**EXCERPT TO READ:**
■ ■ ■ ■ ■
Lee is super excited about this question and, chopping at the bit to answer, he says that Lisa is a person after his own heart.

He knew people in college who have been painting the same way since then. They found their thing and they stuck with it, but he’s never been cut from that cloth. He’s done book illustration in so many different mediums-- pastel, watercolor, acrylic, digital, etc.-- because in his own edited words all of those mediums make him angry.

Acrylics, for example, dry really fast. And, depending on where you live, sometimes they dry even faster. Will says they dried too slow for him but the majority of the time their window of drying time is too short for Lee’s liking.

There have been advancements in the field that extend that window (Lee mentions Open Acrylics by Liquitex) but he still has not gotten a consistent open time with acrylics.

On the other end of the spectrum, oil paints take days to dry. And once you add the curing time on top of that- no illustrator has the time for this process.
■ ■ ■ ■ ■
(Dataset records about object locations)

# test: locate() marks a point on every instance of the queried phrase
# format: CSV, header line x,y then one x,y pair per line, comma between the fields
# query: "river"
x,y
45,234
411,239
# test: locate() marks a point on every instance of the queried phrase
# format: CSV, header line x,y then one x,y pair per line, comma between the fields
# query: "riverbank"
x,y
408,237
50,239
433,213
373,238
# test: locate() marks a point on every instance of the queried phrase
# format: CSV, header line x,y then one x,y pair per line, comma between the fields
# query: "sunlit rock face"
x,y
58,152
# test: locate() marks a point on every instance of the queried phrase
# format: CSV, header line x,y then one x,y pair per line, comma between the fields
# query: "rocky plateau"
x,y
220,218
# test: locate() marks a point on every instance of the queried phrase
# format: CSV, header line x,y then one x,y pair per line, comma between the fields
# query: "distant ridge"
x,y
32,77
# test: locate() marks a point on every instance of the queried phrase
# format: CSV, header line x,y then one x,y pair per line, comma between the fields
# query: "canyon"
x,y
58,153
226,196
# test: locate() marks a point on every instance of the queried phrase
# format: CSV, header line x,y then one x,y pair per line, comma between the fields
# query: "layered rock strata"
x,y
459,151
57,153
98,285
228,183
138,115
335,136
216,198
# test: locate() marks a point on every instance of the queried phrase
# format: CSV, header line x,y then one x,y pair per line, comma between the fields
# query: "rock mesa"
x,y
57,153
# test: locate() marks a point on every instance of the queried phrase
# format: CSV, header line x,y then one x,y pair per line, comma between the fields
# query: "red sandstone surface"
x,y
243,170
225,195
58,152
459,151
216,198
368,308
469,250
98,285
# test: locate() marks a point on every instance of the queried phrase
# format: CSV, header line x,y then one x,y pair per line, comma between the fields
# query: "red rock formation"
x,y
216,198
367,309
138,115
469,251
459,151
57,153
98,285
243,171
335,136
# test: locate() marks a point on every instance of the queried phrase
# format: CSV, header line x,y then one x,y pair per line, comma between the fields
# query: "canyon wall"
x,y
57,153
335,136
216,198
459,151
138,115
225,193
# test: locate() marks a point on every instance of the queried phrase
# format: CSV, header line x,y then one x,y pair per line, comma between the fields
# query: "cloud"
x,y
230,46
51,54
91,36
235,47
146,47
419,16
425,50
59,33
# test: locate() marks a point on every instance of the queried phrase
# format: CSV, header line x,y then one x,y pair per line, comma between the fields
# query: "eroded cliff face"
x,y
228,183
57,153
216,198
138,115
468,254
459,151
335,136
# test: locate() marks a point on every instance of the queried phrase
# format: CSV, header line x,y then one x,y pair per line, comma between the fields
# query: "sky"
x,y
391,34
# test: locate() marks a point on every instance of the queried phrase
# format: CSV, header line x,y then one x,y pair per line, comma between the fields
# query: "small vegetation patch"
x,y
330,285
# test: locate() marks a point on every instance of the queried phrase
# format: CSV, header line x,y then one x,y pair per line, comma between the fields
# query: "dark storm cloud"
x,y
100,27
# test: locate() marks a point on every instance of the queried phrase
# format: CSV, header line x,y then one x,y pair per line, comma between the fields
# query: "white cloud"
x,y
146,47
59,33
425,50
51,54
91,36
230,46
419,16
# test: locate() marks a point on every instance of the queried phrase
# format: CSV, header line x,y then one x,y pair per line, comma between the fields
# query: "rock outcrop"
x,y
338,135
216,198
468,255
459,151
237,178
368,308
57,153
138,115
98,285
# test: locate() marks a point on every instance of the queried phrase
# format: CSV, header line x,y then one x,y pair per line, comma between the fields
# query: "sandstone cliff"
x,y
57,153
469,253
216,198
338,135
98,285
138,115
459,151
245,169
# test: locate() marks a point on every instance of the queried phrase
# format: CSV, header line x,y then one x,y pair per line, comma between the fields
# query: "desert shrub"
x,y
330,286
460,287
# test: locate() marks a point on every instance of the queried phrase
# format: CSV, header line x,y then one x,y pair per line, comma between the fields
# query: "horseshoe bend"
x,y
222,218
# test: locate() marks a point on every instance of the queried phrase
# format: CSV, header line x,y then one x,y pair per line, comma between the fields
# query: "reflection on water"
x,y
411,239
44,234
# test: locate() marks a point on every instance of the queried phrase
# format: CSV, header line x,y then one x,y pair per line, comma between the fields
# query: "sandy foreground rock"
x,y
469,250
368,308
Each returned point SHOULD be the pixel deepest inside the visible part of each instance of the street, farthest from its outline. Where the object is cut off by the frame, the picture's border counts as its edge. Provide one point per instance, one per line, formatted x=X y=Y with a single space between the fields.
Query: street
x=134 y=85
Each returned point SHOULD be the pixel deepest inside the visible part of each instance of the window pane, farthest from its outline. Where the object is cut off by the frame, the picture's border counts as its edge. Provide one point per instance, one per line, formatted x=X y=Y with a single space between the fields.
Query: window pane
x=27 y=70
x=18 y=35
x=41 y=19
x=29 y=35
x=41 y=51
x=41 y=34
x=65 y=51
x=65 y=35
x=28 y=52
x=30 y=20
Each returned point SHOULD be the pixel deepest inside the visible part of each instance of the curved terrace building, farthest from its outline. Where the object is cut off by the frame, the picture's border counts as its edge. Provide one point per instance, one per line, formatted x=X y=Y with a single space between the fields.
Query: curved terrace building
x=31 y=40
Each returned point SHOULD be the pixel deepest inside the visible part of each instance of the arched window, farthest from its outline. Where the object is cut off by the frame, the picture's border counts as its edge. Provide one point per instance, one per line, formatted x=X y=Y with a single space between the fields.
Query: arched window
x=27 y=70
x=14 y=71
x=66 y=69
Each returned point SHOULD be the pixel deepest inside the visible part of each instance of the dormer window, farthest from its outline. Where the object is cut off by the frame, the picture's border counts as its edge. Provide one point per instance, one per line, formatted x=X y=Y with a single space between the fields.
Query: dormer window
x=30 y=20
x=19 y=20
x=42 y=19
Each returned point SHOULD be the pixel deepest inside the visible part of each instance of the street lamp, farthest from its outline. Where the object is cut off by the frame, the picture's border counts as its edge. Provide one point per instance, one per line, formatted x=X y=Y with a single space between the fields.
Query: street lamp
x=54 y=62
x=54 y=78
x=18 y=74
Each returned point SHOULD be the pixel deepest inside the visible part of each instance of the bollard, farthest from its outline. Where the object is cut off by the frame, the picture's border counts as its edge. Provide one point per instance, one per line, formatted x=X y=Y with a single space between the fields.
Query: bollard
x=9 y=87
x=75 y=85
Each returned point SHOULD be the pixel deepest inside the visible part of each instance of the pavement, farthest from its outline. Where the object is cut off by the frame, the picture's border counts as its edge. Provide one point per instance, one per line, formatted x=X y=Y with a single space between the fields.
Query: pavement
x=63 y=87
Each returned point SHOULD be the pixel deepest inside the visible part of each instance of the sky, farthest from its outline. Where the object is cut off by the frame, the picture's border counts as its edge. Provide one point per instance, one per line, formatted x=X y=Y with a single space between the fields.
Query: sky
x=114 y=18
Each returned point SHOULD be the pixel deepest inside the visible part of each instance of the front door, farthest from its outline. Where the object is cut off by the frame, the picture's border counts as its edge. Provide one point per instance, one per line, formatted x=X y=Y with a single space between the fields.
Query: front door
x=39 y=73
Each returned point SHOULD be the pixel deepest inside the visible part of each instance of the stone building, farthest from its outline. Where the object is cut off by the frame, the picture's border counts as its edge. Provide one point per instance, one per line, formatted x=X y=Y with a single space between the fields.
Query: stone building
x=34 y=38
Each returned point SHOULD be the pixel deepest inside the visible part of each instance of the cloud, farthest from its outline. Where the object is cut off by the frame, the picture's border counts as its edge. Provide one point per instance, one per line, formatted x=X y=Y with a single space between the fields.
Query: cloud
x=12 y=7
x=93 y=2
■ ■ ■ ■ ■
**WRITTEN REQUEST 1:** In the passage on painting mediums, why are oil paints ruled out for illustrators? Answer in one to three sentences.
**WRITTEN REQUEST 2:** Resume the passage on painting mediums right after its final sentence.

**RESULT 1:** Oil paints take days to dry, and their curing time adds even more on top of that. The passage says no illustrator has the time for this process.

**RESULT 2:**
He mentions this in order to point out that every medium has its drawbacks, but they all have their positive points too. He recommends that you find a medium that feels natural- he fumbled a bit with watercolor when he first found it but he really likes the look of it.

He also recommends mixing mediums in order to get the pros of each without having to deal with the cons. You can put watercolor on top of acrylic and put oil on top of that and you can bang out those paintings in a day. You can put a pencil on top of that to tighten up your details. You can make a collage. You can do a lot of things but this approach does require a lot of playing around and exploration to figure out what mediums work well together.

Sometimes you just find a thing that you really like and you stick with it, but if not he would think about mixing and matching but it will require some time for exploration.

Jake thinks you choose the thing you want to make first, and then you figure out and perfect how you’re going to do that thing. 

Mike Rowe, an inspirational speaker who Jake is very fond of, advises you to follow opportunity and bring your passion with you. Figure out what you’re good at and what makes you happy and what makes you money and the overlap in that venn diagram is where you’re going to be successful.

She wants this to be a career- she doesn’t want to be dumping money into this and get nothing back. So she has to find that balance. She might really love portrait painting but she likes nursery prints too and people are willing to pay her for them then that’s what she should do.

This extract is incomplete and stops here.